Task to carry out → From the line that includes "Mark one point on every instance of the pink" to the last line of the data, quote each line precisely; both boundary lines belong in the answer.

Given data →
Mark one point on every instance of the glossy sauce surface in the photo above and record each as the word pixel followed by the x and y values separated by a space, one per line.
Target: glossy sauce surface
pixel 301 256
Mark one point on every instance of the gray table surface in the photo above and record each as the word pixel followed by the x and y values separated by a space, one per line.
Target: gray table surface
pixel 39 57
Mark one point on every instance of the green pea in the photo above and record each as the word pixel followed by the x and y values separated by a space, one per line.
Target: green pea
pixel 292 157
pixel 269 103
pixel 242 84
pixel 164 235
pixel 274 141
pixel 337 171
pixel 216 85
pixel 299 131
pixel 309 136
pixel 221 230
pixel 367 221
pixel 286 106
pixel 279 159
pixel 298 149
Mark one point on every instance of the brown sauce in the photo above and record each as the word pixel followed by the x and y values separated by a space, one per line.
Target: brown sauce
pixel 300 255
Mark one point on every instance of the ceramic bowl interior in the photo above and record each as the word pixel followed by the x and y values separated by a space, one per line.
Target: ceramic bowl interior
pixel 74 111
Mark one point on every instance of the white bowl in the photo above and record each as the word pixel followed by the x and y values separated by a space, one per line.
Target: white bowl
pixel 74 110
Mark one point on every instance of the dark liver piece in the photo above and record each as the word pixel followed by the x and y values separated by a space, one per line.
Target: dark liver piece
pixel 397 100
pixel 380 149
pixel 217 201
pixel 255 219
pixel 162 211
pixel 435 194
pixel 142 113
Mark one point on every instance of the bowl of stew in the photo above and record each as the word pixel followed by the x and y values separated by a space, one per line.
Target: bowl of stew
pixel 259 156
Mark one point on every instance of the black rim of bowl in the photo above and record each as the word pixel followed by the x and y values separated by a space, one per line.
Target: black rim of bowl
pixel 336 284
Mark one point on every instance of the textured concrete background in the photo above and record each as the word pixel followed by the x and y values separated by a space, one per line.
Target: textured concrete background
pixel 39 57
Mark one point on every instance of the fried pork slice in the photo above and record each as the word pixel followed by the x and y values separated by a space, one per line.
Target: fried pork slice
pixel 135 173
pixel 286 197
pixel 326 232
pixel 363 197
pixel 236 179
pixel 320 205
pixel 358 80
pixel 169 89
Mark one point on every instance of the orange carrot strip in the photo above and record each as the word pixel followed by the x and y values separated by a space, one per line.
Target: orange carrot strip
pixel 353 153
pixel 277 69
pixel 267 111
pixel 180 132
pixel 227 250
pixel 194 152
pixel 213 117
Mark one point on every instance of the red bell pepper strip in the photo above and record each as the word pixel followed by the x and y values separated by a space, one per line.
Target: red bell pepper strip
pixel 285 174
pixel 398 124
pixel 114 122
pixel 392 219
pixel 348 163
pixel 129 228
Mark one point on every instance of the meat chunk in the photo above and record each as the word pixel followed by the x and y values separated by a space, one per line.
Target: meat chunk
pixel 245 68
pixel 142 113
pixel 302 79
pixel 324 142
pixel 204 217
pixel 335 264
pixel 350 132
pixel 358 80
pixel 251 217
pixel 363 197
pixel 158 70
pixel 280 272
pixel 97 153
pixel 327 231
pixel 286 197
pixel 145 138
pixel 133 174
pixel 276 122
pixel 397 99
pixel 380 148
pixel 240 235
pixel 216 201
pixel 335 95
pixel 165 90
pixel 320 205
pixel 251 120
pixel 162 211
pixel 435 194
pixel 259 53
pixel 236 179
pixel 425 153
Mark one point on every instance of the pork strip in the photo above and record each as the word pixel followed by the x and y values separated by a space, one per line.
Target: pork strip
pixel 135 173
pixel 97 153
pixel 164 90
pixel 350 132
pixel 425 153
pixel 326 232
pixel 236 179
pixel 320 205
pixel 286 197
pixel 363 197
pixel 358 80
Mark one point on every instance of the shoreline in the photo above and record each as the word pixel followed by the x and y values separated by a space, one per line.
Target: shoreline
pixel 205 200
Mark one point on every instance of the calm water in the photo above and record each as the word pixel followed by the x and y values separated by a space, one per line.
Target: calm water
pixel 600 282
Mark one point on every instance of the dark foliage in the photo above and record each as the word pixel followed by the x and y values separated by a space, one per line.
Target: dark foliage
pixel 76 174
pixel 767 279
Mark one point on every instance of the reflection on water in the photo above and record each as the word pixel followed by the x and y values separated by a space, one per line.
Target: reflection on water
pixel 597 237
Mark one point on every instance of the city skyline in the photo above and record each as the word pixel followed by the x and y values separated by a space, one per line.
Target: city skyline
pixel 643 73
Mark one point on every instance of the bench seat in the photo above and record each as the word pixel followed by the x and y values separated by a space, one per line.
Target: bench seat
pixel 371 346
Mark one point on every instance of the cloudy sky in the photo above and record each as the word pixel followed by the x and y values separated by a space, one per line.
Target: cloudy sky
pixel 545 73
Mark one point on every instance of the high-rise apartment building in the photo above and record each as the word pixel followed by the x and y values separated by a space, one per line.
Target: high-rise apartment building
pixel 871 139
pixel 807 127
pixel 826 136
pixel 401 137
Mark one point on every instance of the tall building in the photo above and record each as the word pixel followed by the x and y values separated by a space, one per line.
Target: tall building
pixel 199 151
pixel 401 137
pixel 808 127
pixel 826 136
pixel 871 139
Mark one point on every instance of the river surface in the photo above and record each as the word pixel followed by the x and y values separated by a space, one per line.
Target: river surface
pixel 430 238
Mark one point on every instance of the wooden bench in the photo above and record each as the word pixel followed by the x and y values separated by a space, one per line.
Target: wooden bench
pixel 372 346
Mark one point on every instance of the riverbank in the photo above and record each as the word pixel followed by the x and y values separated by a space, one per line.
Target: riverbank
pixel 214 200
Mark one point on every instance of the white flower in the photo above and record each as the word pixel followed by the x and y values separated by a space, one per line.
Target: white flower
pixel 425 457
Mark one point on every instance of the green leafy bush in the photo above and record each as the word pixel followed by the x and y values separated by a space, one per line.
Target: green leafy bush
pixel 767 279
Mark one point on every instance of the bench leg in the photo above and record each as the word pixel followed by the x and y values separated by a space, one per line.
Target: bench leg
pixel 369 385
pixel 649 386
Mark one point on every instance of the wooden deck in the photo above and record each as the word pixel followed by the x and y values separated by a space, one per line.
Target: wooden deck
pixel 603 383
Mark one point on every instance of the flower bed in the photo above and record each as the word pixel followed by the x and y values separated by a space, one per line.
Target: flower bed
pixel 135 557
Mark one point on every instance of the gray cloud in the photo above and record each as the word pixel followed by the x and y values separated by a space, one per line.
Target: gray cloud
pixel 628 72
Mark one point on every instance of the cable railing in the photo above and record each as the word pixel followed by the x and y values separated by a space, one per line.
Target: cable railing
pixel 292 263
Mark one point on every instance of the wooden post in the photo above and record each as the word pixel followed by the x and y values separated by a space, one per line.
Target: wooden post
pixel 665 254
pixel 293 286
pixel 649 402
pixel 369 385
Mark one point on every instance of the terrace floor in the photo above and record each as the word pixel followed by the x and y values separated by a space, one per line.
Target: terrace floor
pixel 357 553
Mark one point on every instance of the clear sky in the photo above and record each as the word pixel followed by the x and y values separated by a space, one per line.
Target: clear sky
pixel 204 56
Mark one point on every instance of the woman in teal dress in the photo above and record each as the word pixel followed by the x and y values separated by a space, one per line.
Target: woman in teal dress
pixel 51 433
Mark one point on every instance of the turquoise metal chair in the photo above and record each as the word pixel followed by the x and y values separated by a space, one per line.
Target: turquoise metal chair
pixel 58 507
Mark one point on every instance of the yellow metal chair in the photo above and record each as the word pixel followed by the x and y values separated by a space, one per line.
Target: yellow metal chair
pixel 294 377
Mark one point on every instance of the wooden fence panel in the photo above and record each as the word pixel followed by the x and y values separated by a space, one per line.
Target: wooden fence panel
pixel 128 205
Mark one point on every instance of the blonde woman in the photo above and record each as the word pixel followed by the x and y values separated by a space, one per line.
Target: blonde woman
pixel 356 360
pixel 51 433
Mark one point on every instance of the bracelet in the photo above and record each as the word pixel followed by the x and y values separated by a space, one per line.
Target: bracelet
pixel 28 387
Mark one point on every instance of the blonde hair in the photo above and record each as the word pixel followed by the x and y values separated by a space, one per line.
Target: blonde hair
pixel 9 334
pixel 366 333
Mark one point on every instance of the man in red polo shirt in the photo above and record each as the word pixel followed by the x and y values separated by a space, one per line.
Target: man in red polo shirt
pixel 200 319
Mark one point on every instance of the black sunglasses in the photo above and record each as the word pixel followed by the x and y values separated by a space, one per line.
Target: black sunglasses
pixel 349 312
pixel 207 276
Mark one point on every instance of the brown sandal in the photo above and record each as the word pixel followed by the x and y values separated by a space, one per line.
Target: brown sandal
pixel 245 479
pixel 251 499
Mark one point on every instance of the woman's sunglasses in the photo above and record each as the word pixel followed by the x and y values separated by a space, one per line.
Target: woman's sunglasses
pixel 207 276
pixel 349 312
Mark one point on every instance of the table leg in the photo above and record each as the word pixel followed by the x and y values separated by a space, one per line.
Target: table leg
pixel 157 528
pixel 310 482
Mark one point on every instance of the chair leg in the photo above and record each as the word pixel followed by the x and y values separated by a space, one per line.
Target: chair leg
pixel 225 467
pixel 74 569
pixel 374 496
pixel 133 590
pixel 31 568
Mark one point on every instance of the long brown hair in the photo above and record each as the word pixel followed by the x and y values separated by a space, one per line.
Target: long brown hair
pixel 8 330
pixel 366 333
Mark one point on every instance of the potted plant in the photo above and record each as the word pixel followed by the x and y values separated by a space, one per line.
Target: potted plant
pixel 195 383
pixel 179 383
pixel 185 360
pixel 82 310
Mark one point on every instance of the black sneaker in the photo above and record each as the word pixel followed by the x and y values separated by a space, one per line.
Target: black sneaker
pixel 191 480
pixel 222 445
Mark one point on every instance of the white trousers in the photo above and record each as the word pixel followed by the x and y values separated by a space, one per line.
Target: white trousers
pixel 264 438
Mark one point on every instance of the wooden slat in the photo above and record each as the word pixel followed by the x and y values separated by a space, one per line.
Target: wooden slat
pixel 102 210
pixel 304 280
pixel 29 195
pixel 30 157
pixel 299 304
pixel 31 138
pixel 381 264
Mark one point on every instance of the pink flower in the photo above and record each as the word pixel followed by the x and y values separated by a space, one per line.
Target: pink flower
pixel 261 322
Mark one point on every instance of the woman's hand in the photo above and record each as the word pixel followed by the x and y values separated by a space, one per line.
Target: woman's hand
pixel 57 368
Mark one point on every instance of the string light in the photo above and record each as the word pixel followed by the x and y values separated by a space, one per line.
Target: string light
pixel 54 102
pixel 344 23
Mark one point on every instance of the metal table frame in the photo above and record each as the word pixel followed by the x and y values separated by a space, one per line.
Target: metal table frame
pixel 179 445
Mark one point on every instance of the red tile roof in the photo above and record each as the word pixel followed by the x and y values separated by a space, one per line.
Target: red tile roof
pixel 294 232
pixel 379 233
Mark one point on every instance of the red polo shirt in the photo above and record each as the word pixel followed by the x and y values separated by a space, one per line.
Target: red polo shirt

Final result →
Mark one point on every instance of the pink flower in the photo above and record each as the word pixel followed by the x and y values separated by a space, one per line.
Target: pink flower
pixel 261 322
Mark one point on every instance of the woman's hand in the photo above and record each as the word pixel followed by the x and y values separated by a space, one per line.
Target: woman's hand
pixel 57 368
Mark one point on every instance of the string light in the photo above and record each as the word pixel followed by the x and y values separated by a space, one per line.
Target: string light
pixel 54 102
pixel 344 23
Mark one point on every instance of the metal table frame in the photo above and record each as the word pixel followed by the x and y values separated by a space, one per line.
Target: metal table frame
pixel 179 445
Mark one point on every instance of the red tile roof in the photo above and record each as the word pixel followed by the x and y values separated by a space, one per line.
Target: red tile roof
pixel 294 232
pixel 379 233
Mark one point on every instance of the red polo shirt in the photo above and record each as the word pixel followed by the x and y values separated by a space, one per line.
Target: red polo shirt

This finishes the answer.